* **Available data**
_ _ _ _
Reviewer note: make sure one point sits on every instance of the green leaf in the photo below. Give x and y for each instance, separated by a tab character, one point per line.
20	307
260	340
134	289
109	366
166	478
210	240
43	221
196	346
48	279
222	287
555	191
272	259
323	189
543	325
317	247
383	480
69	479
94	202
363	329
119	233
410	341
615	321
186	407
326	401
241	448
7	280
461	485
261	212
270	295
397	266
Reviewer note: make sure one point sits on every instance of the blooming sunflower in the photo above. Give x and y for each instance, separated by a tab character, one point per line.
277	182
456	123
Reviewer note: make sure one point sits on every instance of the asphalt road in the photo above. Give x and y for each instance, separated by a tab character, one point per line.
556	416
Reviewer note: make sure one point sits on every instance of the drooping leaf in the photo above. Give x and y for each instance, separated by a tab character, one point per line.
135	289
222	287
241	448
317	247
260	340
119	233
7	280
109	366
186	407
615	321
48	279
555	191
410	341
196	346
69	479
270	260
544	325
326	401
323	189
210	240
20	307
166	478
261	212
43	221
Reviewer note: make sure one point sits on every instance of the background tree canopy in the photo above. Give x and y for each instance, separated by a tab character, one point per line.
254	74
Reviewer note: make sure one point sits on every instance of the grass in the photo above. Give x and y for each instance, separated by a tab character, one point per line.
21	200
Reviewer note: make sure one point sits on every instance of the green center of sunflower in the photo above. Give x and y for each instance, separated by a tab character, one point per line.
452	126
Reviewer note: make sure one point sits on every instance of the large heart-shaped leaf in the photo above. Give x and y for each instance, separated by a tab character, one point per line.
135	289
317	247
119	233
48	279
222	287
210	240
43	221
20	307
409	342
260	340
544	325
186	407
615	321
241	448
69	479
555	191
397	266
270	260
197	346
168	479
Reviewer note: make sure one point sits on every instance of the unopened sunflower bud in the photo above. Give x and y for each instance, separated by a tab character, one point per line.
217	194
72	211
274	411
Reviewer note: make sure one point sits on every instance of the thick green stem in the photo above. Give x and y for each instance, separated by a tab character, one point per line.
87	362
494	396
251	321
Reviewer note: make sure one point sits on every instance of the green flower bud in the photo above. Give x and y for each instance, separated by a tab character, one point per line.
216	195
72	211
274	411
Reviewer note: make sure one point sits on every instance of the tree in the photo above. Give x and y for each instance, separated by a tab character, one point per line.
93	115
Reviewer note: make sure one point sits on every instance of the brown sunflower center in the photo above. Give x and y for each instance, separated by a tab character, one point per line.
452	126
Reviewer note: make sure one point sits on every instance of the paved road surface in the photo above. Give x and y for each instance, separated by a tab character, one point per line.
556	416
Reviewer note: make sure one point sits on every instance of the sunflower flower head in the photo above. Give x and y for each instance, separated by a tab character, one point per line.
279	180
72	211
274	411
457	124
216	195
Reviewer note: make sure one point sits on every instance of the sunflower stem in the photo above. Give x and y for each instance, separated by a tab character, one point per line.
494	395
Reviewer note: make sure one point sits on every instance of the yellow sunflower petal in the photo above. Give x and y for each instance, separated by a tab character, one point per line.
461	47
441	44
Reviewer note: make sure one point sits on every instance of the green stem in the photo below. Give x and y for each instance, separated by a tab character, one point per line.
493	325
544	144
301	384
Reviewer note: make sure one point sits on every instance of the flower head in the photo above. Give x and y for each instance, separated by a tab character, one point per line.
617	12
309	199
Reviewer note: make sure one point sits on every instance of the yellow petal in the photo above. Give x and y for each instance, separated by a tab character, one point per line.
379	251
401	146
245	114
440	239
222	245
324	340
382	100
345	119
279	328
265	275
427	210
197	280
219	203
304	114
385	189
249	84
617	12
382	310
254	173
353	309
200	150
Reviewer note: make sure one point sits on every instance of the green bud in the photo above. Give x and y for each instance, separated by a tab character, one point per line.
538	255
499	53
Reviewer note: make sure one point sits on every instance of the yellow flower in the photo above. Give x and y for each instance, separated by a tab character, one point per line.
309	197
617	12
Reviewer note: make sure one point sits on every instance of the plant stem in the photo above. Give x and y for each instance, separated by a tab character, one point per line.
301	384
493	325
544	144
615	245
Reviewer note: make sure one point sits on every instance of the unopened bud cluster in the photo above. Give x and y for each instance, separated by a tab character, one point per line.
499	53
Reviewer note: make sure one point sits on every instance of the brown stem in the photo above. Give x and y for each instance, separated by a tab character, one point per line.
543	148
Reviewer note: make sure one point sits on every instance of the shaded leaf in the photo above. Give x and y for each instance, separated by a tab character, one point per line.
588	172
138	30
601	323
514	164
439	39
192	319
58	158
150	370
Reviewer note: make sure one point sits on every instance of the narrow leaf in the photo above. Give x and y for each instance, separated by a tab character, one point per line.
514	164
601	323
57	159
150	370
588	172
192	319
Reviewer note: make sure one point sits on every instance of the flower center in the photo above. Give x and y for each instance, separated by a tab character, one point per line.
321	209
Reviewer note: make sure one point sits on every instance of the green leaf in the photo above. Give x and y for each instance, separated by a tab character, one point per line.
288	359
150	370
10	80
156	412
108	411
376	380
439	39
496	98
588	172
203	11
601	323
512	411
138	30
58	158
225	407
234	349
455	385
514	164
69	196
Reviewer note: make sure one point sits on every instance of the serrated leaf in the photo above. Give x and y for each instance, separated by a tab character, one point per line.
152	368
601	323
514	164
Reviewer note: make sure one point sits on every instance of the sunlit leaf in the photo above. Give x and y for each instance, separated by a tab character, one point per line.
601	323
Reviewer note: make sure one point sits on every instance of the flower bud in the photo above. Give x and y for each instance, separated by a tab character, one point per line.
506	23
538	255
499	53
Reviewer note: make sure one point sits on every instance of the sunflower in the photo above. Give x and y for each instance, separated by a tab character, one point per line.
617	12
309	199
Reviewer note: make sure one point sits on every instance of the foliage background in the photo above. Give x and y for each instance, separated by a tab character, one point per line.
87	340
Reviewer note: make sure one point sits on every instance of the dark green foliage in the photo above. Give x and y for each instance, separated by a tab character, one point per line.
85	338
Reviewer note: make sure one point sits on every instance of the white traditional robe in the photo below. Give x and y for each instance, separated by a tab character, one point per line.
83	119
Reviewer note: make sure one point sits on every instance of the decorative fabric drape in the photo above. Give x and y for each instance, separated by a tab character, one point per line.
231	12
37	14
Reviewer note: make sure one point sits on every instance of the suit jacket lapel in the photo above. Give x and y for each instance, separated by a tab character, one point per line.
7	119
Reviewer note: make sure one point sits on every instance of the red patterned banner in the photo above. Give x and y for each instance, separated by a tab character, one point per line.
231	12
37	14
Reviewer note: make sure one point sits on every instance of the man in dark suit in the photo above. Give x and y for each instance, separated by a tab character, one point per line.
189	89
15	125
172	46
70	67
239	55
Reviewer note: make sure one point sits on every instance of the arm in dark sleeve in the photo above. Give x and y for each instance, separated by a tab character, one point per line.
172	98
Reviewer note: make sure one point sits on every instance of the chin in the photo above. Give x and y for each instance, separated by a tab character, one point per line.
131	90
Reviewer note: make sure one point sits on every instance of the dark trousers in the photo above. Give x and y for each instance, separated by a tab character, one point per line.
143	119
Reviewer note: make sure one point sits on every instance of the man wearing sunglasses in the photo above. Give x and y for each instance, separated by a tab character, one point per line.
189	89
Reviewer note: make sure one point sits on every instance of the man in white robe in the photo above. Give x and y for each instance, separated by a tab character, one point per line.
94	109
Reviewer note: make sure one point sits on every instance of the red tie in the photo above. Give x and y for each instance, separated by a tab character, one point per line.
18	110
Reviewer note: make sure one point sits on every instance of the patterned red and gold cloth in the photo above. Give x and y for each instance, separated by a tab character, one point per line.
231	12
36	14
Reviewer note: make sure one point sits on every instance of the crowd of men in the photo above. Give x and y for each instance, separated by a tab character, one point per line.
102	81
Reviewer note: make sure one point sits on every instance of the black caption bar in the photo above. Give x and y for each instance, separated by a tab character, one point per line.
_ _ _ _
* **Prompt**
Word for word, quote the lines from the line containing "of the patterned" through the end of the material, both included, and nothing else.

* **Task answer**
Reviewer note: make sure one point sits on every instance of the patterned red and gold cloth in the photo above. Give x and y for each instance, separated by a tab character, one point per line.
231	12
36	14
Reviewer note: make sure one point sits on every instance of the crowd of men in the photo above. Give x and y for each instance, separated by a tab character, one point per line.
102	81
Reviewer note: make sure one point sits on every instance of the black caption bar in the photo above. Give x and y for each instance, separated by a tab character, one point per line.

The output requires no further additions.